Write out every one of the records below line for line, changing nothing.

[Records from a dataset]
·····

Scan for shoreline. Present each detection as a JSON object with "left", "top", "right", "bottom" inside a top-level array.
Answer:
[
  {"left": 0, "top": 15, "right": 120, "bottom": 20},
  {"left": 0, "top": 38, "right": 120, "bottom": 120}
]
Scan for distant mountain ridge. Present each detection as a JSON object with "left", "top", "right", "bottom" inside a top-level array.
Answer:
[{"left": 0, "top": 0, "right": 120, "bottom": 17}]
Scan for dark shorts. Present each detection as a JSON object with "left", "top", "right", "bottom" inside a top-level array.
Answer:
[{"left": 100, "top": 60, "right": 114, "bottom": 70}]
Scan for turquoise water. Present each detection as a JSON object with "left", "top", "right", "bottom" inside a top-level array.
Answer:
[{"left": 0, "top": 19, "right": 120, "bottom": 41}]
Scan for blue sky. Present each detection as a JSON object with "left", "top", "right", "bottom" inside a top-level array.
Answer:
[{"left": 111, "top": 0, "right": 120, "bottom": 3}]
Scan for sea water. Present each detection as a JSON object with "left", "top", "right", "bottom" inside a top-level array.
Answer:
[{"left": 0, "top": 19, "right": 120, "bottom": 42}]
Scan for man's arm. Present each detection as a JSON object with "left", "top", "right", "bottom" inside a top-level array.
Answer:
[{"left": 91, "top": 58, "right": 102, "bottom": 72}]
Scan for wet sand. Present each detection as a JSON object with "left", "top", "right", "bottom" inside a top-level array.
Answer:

·····

## THE RESPONSE
Scan for shoreline. Present each detection as a JSON object with "left", "top", "right", "bottom" inside a top-level array.
Answer:
[
  {"left": 0, "top": 15, "right": 120, "bottom": 20},
  {"left": 0, "top": 38, "right": 120, "bottom": 120}
]
Scan for distant mountain ridge. Present each detection as a JSON object with "left", "top", "right", "bottom" inside a top-level array.
Answer:
[{"left": 0, "top": 0, "right": 120, "bottom": 17}]
Scan for dark shorts. Present each detection as a JSON object with "left", "top", "right", "bottom" inside a top-level array.
Answer:
[{"left": 100, "top": 60, "right": 114, "bottom": 70}]
Scan for turquoise water. Present each detection as a JSON object with "left", "top", "right", "bottom" inside a top-level array.
Answer:
[{"left": 0, "top": 19, "right": 120, "bottom": 41}]
Scan for blue sky. Present each detection as a JSON object with "left", "top", "right", "bottom" inside a top-level array.
Answer:
[{"left": 111, "top": 0, "right": 120, "bottom": 3}]
Scan for sea water. Present each detection as a JSON object with "left", "top", "right", "bottom" inside a top-level array.
Answer:
[{"left": 0, "top": 19, "right": 120, "bottom": 42}]
Scan for man's arm. Present each detection as a JSON object with "left", "top", "right", "bottom" inside a top-level array.
Answer:
[{"left": 91, "top": 58, "right": 102, "bottom": 72}]
Scan for wet sand. Present each detection as a JSON object with "left", "top", "right", "bottom" inside a top-level array.
Answer:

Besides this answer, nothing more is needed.